## START
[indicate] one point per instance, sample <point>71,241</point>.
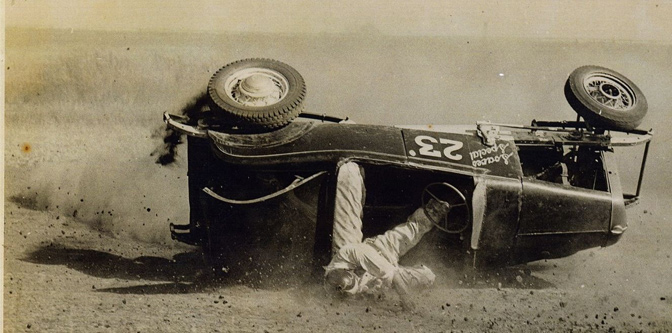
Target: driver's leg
<point>348,206</point>
<point>395,242</point>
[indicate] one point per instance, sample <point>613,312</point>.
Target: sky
<point>595,19</point>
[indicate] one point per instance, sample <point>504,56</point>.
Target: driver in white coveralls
<point>366,266</point>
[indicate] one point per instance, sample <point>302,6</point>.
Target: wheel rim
<point>609,91</point>
<point>256,87</point>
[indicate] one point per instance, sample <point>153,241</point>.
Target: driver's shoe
<point>437,209</point>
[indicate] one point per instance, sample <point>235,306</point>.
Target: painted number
<point>429,144</point>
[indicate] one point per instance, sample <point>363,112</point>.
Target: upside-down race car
<point>260,167</point>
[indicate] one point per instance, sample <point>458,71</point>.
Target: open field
<point>87,247</point>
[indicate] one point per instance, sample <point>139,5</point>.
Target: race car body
<point>520,193</point>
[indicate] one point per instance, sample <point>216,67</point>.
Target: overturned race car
<point>262,172</point>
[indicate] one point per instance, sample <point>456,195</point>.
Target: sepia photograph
<point>351,166</point>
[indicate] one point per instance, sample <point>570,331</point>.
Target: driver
<point>370,265</point>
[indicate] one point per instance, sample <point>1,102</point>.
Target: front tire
<point>605,98</point>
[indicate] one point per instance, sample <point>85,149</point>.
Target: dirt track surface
<point>87,246</point>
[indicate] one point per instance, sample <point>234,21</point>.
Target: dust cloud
<point>122,193</point>
<point>166,152</point>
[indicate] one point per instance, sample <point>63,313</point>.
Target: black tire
<point>229,98</point>
<point>605,98</point>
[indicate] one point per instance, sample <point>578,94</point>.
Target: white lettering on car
<point>428,147</point>
<point>490,155</point>
<point>452,147</point>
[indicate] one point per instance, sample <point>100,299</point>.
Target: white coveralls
<point>374,260</point>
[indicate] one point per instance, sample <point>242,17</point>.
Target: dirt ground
<point>86,241</point>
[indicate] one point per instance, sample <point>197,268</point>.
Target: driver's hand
<point>437,209</point>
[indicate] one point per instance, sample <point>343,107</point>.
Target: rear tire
<point>261,93</point>
<point>605,98</point>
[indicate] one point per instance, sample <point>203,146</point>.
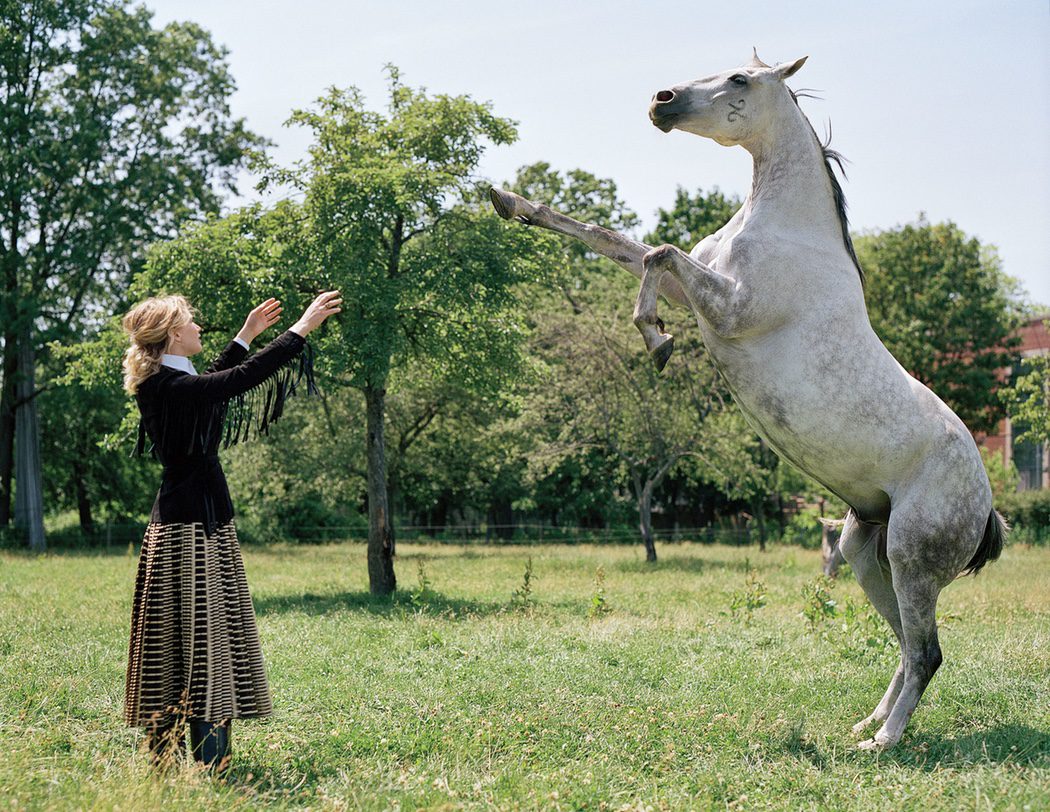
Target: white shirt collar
<point>180,362</point>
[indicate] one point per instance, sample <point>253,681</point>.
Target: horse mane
<point>837,193</point>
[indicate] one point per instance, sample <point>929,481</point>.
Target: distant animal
<point>779,297</point>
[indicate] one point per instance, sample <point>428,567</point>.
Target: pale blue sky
<point>941,106</point>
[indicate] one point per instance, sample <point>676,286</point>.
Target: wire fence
<point>112,535</point>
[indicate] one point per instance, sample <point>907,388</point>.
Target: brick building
<point>1032,460</point>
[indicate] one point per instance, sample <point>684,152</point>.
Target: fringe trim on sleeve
<point>239,418</point>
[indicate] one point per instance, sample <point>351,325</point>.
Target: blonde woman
<point>194,652</point>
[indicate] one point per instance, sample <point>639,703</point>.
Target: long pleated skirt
<point>194,649</point>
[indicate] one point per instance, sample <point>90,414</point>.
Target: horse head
<point>731,107</point>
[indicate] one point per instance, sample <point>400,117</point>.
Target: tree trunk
<point>833,559</point>
<point>758,509</point>
<point>83,500</point>
<point>28,499</point>
<point>381,580</point>
<point>645,520</point>
<point>7,424</point>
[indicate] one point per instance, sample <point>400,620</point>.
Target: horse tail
<point>991,544</point>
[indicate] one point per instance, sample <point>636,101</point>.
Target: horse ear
<point>785,69</point>
<point>755,61</point>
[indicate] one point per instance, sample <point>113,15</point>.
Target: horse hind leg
<point>917,594</point>
<point>863,547</point>
<point>925,555</point>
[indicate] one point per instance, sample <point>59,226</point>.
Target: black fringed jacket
<point>188,417</point>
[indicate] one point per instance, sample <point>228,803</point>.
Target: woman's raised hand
<point>322,307</point>
<point>261,317</point>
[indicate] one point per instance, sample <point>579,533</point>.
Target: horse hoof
<point>510,206</point>
<point>662,353</point>
<point>861,727</point>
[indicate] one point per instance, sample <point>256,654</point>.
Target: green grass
<point>697,685</point>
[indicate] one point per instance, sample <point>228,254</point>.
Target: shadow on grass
<point>1007,744</point>
<point>395,605</point>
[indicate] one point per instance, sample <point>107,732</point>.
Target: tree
<point>1028,399</point>
<point>603,392</point>
<point>83,407</point>
<point>392,216</point>
<point>114,133</point>
<point>943,306</point>
<point>692,217</point>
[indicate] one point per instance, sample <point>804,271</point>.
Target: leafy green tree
<point>603,392</point>
<point>946,310</point>
<point>692,217</point>
<point>113,133</point>
<point>84,406</point>
<point>392,216</point>
<point>1028,399</point>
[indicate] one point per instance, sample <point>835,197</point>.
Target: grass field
<point>696,683</point>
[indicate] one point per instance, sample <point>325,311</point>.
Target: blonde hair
<point>149,325</point>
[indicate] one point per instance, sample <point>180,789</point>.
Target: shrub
<point>1028,513</point>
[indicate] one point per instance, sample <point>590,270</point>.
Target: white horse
<point>779,297</point>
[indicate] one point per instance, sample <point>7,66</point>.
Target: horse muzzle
<point>663,110</point>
## END
Work to do
Return the lines of the listing word for word, from the line that contains "instance, sample <point>804,271</point>." through the last line of the listing, including both of those lines.

Answer to the exercise
[indicate] one point per instance, sample <point>804,271</point>.
Target: leafy green tree
<point>603,392</point>
<point>946,310</point>
<point>692,217</point>
<point>113,133</point>
<point>84,406</point>
<point>392,216</point>
<point>1028,399</point>
[indicate] one point per instance, sample <point>835,197</point>.
Target: grass field
<point>696,683</point>
[indicate] one point per instance, sample <point>325,311</point>.
Target: blonde hair
<point>149,325</point>
[indicate] one point per instance, sample <point>180,789</point>.
Target: shrub
<point>1028,513</point>
[indicate] one point per instance, sample <point>590,270</point>.
Target: white horse
<point>779,297</point>
[indicate] one point per instance, sample <point>7,66</point>.
Target: horse muzzle
<point>663,110</point>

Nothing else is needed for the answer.